数据源条目
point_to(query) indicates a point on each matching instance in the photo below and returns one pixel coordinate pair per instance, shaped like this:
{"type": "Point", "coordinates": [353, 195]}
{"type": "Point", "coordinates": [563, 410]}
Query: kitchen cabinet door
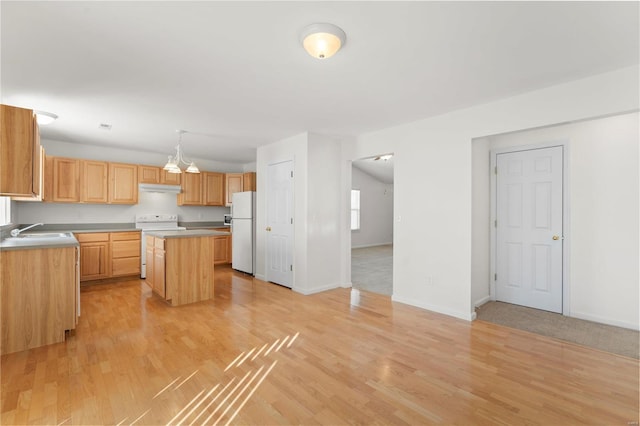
{"type": "Point", "coordinates": [233, 183]}
{"type": "Point", "coordinates": [123, 183]}
{"type": "Point", "coordinates": [221, 249]}
{"type": "Point", "coordinates": [125, 253]}
{"type": "Point", "coordinates": [66, 180]}
{"type": "Point", "coordinates": [191, 194]}
{"type": "Point", "coordinates": [213, 188]}
{"type": "Point", "coordinates": [93, 260]}
{"type": "Point", "coordinates": [19, 146]}
{"type": "Point", "coordinates": [38, 302]}
{"type": "Point", "coordinates": [159, 277]}
{"type": "Point", "coordinates": [149, 266]}
{"type": "Point", "coordinates": [94, 182]}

• [待解问题] 请把上面清单里的所有文字逐行照抄下来，不要改动任何字符，图像不必抄录。

• [本题输出]
point_to(query) indicates a point on each matching instance in the photo below and returns one pixel coordinate pair per instance, shaped like this:
{"type": "Point", "coordinates": [353, 195]}
{"type": "Point", "coordinates": [563, 410]}
Query: kitchen cabinet door
{"type": "Point", "coordinates": [233, 183]}
{"type": "Point", "coordinates": [123, 183]}
{"type": "Point", "coordinates": [221, 249]}
{"type": "Point", "coordinates": [125, 253]}
{"type": "Point", "coordinates": [66, 180]}
{"type": "Point", "coordinates": [191, 194]}
{"type": "Point", "coordinates": [213, 188]}
{"type": "Point", "coordinates": [93, 260]}
{"type": "Point", "coordinates": [19, 146]}
{"type": "Point", "coordinates": [38, 302]}
{"type": "Point", "coordinates": [159, 277]}
{"type": "Point", "coordinates": [149, 266]}
{"type": "Point", "coordinates": [94, 182]}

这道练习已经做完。